THE INPUT:
========================================

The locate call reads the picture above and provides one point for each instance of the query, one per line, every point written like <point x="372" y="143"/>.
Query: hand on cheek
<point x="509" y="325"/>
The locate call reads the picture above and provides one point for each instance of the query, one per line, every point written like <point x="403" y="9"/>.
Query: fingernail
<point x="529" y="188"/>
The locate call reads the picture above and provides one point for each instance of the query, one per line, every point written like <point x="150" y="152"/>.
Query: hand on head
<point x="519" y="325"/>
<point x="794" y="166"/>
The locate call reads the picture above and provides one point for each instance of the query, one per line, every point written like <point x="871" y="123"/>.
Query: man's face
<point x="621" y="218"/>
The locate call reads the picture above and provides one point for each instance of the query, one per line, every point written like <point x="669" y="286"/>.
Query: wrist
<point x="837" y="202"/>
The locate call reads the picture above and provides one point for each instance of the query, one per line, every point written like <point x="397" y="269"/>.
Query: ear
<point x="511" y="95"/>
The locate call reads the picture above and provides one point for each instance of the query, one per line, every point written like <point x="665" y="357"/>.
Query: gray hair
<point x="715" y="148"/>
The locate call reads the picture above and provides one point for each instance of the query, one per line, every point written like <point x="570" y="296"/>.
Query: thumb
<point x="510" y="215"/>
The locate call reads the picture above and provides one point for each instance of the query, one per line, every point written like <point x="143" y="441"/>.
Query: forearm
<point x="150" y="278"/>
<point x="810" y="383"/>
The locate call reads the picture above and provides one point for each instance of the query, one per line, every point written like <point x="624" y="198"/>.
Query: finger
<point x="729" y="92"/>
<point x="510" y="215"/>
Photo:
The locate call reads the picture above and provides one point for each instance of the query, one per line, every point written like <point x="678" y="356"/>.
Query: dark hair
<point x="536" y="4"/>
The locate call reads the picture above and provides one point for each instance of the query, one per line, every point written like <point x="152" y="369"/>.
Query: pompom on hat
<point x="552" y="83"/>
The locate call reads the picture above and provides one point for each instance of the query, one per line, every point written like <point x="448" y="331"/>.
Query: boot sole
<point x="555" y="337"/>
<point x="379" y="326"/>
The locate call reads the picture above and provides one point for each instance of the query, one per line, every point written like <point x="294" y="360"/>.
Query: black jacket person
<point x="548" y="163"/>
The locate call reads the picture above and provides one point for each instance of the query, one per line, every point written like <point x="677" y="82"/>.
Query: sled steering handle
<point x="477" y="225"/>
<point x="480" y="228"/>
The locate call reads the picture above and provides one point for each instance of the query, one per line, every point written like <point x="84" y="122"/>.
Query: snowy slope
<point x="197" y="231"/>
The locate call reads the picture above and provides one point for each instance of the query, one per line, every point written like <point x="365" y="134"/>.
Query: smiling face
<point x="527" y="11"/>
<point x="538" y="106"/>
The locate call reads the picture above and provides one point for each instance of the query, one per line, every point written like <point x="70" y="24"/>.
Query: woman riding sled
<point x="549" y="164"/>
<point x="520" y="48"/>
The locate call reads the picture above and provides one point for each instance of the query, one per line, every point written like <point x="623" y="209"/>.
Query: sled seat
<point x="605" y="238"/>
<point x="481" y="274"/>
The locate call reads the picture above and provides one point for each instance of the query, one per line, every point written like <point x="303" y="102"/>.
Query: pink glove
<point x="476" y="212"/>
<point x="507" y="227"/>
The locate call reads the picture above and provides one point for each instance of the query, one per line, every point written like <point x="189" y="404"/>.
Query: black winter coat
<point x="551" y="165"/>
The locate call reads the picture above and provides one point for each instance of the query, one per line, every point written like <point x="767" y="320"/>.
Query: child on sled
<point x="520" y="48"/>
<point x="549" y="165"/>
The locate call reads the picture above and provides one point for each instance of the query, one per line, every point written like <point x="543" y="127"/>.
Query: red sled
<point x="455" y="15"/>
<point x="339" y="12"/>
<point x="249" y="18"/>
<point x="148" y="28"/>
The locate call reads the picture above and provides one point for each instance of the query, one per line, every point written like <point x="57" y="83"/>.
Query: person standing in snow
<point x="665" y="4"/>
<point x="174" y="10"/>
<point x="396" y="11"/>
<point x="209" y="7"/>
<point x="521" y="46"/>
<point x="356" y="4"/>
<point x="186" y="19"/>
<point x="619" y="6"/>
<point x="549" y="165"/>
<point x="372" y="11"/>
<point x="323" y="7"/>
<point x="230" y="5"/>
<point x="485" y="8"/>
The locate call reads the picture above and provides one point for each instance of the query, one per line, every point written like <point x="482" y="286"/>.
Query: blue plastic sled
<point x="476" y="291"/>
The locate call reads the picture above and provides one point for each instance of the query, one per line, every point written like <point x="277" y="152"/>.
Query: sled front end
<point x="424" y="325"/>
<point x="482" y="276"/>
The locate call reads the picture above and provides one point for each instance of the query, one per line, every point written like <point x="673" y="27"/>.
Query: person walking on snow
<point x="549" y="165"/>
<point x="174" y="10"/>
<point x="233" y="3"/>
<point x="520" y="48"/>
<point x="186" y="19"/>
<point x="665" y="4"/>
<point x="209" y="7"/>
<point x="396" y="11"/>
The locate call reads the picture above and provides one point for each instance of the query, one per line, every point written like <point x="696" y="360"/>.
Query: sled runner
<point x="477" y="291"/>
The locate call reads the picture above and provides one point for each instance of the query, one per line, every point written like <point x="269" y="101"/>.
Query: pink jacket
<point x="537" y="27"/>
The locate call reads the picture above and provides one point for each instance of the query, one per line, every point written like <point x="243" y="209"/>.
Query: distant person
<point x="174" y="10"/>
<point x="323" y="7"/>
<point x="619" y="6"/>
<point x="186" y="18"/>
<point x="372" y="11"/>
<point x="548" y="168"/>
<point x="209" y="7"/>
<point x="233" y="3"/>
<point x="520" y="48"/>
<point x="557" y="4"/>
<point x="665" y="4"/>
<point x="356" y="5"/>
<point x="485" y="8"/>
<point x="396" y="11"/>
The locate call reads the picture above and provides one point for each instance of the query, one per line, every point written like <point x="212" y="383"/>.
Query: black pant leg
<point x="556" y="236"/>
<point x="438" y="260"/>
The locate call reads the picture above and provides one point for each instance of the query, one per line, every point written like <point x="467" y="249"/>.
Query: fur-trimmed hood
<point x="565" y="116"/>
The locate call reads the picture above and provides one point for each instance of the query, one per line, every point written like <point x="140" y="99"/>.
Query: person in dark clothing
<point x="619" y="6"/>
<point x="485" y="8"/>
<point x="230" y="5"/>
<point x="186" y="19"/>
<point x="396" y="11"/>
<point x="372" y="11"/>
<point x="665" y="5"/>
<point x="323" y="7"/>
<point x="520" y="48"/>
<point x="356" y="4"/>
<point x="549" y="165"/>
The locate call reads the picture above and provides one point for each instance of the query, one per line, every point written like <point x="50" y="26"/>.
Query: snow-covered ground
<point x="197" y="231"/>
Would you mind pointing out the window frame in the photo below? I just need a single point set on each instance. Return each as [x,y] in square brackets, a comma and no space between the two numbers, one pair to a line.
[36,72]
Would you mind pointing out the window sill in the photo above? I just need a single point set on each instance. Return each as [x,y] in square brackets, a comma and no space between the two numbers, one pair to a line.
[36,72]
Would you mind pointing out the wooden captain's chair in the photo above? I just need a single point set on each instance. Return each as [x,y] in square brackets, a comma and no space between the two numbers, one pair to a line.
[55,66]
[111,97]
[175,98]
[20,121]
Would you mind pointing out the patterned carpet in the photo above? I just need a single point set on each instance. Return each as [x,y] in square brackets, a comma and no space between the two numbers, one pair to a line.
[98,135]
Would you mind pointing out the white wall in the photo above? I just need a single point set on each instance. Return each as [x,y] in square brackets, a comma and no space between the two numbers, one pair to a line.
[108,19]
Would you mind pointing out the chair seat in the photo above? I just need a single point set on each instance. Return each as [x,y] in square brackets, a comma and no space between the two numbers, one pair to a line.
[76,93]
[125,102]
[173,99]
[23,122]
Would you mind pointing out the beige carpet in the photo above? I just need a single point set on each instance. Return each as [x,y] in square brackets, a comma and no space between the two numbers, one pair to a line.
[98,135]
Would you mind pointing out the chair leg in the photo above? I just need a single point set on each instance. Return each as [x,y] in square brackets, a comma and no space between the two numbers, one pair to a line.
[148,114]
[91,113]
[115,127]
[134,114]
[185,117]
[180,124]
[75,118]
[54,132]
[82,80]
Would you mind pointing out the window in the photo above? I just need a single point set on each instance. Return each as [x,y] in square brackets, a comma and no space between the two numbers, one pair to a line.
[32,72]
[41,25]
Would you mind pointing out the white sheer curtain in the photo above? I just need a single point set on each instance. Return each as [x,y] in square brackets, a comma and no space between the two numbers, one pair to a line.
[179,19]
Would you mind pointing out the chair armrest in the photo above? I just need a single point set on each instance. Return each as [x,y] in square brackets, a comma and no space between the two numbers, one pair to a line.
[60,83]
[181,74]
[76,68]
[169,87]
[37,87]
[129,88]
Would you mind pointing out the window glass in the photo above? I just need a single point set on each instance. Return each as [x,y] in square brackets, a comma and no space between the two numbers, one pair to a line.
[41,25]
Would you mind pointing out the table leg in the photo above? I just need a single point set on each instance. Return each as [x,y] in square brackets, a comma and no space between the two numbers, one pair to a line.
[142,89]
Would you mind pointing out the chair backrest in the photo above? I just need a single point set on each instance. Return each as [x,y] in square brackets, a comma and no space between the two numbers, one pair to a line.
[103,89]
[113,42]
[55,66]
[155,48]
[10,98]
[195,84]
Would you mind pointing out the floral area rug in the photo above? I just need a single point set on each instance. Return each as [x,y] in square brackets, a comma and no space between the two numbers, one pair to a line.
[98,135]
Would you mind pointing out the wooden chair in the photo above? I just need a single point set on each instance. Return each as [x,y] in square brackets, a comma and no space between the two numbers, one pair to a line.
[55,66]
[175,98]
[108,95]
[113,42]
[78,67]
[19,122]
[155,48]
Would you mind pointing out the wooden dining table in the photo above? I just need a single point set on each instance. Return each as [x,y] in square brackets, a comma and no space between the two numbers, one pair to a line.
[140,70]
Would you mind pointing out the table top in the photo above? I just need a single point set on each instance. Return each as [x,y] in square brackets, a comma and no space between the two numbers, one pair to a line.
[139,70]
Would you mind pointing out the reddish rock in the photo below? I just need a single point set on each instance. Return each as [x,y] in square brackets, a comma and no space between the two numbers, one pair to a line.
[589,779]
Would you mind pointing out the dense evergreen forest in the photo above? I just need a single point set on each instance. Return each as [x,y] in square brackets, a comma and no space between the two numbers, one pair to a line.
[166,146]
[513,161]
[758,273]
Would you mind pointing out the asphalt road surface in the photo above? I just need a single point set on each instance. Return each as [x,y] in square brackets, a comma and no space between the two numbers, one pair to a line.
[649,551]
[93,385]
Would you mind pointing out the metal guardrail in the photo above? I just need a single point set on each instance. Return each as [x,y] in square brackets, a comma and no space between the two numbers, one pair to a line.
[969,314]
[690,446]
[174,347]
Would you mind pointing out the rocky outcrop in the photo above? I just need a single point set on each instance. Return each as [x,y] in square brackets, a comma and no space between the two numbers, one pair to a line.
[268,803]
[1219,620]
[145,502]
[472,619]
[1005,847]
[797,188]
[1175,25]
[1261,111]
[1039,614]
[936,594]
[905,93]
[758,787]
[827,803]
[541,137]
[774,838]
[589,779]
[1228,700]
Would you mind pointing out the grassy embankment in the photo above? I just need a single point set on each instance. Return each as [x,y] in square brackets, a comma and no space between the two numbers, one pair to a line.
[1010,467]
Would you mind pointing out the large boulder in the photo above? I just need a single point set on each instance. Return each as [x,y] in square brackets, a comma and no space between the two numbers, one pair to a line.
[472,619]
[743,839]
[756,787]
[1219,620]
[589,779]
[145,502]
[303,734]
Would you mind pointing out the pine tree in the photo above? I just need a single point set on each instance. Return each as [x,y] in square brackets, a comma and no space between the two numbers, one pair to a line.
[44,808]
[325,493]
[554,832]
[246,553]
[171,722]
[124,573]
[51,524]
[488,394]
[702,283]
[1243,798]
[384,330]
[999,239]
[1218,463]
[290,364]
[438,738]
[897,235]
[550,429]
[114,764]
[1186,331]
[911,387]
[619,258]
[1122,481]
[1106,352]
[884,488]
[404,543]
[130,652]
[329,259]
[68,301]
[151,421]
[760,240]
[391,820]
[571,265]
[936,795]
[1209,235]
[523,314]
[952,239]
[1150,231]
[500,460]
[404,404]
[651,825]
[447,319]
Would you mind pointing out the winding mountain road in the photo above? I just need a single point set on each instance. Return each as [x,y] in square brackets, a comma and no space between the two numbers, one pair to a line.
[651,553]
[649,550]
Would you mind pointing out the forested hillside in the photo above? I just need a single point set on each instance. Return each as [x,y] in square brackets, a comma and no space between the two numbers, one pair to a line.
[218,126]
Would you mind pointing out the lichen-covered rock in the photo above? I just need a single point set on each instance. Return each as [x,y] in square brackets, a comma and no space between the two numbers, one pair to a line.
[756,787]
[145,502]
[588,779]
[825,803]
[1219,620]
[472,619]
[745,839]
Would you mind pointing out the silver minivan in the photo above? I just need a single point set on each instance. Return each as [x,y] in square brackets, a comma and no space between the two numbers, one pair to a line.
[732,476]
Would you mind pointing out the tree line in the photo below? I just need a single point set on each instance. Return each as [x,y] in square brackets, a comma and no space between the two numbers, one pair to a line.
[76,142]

========================================

Quote the data exactly, beginning at the line that contains "Would you mind pointing out the tree" and continuing through the end of the data, with both ends included.

FULL OUTPUT:
Would you mind pointing out the tree line in the photo below? I just need a single point set on each instance. Return each as [x,y] in square brackets, a comma and no space between the two numbers, one pair to a line.
[76,142]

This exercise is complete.